# The request
Reproduce verbatim the portion of the essay on thick and thin desires below, from "In each of these" up to and including "be fully alive.".

# Reading text

I’ve been thinking about this lately as I continue to hear variations, even book-length ones, of the “social media is ruining our society” arguments. I’ve begun to wonder if it’s just a subtle version of the scapegoat mechanism. Sure, social media has had negative effects. I’ve written about some of them in Wanting. But those of us who use it are attracted by something that is fundamentally good. What that good thing is, though, is not the subject of this week’s newsletter.
The thinning and thickening of desires is the theme, and I’d like to briefly explore that theme across eight specific domains. As far as social media goes, though, I would propose the following perspective:
(Summed up beautifully by @CosmosTheInLost with h/t @Pseudoplotinus for pointing out to me).
Our unwelcome and old friend, the mimetic rival, comes to visit again. And this time he fits in our pocket and into the palm of our hand.
Eight Theaters of Battle
It seems increasingly hard to develop thick desires—enduring, sustainable, and ultimately fulfilling desires—in a world that is becoming mimetically thin, where the petty rivalries dominate politics and Hot Take Artists sit in their cages, hungrier than ever while inducing hunger in others.
I’ve spoken to hundreds of people this past year who admit to being unable to identify or name a single thick desire. I’ve become convinced that recovering them and feeding them—especially those that represent the highest and greatest parts of humanity—is a mission worthy of undertaking. Certainly a mission worthy of my time.
I do believe that that work is partly an anamnesis, a remembering, to borrow a term from Plato. If we forget what it means to be human, the enemies of humanity win. Because how can we even know what we’re fighting for, or what to defend, if we have forgotten what our homeland looks like?
There are eight spheres of culture which I think are primary contributors to the thinning out of desire: education, institutions, politics, technology, our relationship with sex, work, art, and the media.
In each of these domains, there are structural incentives that make humans want less, not more, of what their hearts most deeply desire: to be fully alive.
Here are a few words about each, with the intent to explore each of them in greater depth (some of that will happen in the group learning experience that is being developed—more on that at the bottom of this newsletter):
Education
Education is focused to such an extent on new ‘programs’ and ‘standards’—with entrepreneurs intent on ‘disrupting’ old ‘systems’, and universities completely caught in self-preservation mode—that the unique person at the heart of education has been lost. The best education is personalized education. It is not entirely scalable.
Because our current model represents one of the strongest mimetic systems in existence, it is generating thin desires—and it is profiting off of them and making it harder for people to discover who they truly are. In fact, most education is specifically designed to make them forget, or become confused about what it is they want and who they most fundamentally are.

# Stored data
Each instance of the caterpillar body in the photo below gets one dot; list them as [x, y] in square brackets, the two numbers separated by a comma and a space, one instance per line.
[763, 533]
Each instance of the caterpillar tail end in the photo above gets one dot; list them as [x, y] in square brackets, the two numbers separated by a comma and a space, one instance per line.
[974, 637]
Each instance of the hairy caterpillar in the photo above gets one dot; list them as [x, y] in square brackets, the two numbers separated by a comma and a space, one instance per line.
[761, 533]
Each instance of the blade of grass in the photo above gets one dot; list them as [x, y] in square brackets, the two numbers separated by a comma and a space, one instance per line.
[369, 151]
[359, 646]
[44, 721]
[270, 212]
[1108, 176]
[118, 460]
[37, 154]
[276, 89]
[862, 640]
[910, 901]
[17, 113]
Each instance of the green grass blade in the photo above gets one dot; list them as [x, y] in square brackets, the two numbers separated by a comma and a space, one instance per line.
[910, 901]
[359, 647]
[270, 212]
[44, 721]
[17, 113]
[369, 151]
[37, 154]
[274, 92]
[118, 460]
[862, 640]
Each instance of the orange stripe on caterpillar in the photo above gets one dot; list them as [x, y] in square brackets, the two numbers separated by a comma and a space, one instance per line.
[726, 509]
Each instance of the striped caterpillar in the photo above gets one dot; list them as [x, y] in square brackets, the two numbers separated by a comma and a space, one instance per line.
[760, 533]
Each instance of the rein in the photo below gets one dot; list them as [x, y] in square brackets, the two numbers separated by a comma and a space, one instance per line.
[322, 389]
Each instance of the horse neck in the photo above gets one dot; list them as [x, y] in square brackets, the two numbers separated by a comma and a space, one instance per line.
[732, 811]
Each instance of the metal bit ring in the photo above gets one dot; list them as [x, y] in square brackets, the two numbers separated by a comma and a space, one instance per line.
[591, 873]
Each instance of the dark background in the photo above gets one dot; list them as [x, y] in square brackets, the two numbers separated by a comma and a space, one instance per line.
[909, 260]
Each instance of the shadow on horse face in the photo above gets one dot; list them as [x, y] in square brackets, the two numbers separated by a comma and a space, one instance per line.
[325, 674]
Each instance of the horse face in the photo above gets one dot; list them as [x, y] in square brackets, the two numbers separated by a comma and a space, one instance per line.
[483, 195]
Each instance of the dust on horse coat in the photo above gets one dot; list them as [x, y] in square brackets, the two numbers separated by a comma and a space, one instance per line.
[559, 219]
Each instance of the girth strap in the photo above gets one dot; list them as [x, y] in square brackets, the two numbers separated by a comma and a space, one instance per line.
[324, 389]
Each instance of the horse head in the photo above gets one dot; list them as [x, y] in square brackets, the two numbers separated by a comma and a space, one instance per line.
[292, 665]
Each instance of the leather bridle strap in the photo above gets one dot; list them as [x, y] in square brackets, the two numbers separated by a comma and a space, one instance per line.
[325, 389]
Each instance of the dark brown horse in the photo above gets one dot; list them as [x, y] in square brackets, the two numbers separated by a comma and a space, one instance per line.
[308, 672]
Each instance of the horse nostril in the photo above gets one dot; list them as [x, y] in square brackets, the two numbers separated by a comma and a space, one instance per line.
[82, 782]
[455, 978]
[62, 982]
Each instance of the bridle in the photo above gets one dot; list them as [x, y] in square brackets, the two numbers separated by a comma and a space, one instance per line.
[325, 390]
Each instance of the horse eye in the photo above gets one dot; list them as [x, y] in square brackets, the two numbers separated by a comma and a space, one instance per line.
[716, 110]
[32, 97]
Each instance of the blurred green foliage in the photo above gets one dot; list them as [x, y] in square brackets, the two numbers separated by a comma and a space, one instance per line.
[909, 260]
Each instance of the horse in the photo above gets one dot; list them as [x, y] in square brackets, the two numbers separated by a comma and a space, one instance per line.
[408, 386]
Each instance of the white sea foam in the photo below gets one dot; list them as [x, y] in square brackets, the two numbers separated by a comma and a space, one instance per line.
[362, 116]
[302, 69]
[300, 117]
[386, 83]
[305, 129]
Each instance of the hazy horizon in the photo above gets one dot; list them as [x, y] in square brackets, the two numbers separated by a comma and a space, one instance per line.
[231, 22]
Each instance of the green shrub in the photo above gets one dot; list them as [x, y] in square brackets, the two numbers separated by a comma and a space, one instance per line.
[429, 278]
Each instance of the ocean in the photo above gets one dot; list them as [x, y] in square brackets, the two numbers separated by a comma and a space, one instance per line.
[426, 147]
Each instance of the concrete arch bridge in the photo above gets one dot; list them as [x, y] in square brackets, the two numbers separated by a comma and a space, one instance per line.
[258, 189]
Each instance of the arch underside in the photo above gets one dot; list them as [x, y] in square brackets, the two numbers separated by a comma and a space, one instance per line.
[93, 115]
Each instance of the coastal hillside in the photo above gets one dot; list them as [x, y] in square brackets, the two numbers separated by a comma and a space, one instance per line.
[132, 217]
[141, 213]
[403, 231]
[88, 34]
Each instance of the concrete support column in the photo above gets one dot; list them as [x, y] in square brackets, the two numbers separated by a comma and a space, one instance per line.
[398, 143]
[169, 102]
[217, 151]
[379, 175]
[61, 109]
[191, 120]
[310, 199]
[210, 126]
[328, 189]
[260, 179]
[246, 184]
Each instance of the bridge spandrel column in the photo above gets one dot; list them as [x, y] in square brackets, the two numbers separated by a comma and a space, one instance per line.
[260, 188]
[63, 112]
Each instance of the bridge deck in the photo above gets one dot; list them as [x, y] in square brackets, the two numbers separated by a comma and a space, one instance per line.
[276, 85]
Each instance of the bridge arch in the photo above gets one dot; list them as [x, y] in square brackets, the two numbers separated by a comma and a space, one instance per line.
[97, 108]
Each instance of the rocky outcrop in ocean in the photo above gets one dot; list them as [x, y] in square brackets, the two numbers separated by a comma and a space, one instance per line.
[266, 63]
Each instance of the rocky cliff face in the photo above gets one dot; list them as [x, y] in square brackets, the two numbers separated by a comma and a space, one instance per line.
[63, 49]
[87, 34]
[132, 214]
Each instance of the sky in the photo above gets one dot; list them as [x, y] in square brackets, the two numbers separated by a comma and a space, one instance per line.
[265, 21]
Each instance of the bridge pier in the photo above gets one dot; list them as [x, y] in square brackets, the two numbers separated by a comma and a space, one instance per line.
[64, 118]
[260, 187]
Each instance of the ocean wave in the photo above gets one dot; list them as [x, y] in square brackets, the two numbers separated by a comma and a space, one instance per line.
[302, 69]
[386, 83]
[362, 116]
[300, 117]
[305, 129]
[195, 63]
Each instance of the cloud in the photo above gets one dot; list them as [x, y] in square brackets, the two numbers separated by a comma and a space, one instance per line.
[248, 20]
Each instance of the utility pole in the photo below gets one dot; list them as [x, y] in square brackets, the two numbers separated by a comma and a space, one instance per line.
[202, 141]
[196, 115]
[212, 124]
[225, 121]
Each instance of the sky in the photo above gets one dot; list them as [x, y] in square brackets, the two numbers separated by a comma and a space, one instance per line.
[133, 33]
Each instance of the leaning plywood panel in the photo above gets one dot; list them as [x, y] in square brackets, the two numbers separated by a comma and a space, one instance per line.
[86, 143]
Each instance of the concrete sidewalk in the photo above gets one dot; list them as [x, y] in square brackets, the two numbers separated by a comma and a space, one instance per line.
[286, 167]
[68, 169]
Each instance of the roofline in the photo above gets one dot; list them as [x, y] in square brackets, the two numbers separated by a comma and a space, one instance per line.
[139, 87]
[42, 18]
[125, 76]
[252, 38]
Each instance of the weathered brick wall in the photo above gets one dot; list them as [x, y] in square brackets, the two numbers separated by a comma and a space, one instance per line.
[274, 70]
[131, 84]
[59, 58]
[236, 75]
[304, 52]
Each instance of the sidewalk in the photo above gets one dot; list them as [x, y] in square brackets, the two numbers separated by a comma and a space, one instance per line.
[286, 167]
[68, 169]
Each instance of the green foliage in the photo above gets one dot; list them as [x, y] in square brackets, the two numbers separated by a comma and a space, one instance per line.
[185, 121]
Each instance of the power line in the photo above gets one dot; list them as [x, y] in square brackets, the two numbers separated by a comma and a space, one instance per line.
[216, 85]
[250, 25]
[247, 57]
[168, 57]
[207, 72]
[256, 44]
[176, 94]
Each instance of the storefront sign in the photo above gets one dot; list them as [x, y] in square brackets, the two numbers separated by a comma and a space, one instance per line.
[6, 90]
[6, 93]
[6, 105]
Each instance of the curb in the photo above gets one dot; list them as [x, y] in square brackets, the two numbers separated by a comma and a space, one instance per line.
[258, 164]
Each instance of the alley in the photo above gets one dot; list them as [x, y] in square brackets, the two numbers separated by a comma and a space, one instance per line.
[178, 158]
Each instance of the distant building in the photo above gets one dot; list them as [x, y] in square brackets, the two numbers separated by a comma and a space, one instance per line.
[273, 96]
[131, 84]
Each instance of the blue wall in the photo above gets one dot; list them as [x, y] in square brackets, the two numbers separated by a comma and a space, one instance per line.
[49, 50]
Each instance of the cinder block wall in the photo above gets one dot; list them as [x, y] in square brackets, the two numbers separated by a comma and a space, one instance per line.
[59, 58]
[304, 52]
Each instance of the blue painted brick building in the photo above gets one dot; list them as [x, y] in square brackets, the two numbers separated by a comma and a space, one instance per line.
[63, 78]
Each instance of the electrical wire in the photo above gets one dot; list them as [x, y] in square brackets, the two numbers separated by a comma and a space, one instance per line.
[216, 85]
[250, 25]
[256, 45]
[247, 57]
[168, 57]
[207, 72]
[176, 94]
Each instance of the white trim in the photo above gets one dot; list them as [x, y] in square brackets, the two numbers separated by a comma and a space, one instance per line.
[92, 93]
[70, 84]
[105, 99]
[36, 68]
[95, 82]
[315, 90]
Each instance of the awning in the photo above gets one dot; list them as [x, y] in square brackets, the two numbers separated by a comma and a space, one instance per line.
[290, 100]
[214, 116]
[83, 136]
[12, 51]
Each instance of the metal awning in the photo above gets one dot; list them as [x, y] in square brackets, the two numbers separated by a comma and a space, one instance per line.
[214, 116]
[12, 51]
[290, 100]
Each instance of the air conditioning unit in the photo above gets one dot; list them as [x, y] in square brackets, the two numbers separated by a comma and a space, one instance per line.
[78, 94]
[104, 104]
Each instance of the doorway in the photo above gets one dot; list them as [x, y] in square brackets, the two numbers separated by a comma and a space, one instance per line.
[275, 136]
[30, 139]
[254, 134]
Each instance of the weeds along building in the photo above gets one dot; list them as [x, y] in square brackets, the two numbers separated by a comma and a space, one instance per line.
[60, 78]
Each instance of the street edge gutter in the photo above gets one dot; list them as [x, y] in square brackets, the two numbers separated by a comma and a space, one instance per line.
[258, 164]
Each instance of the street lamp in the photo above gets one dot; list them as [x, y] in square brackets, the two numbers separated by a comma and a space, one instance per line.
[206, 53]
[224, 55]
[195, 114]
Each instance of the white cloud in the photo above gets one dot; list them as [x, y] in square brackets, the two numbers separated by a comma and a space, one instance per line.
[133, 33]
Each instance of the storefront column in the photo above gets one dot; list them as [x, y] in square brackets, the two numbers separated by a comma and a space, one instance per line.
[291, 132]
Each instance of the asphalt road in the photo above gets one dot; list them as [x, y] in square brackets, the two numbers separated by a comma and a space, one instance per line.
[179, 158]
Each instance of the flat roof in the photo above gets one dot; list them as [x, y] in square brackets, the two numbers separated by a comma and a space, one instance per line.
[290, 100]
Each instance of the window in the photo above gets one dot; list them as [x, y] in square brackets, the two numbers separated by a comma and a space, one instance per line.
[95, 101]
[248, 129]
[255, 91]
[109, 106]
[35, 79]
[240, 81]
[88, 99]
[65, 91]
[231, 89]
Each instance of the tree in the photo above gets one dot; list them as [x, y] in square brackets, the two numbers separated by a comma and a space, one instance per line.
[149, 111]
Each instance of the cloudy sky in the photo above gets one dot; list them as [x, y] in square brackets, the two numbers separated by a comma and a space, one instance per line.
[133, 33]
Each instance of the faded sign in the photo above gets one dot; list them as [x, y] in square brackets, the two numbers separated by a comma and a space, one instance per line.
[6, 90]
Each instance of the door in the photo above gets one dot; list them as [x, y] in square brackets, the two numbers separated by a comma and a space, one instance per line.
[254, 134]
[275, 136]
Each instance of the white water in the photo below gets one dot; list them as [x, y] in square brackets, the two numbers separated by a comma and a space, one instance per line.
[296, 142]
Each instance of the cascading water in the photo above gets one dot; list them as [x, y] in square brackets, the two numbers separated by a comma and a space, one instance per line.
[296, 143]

# Task output
In each of these domains, there are structural incentives that make humans want less, not more, of what their hearts most deeply desire: to be fully alive.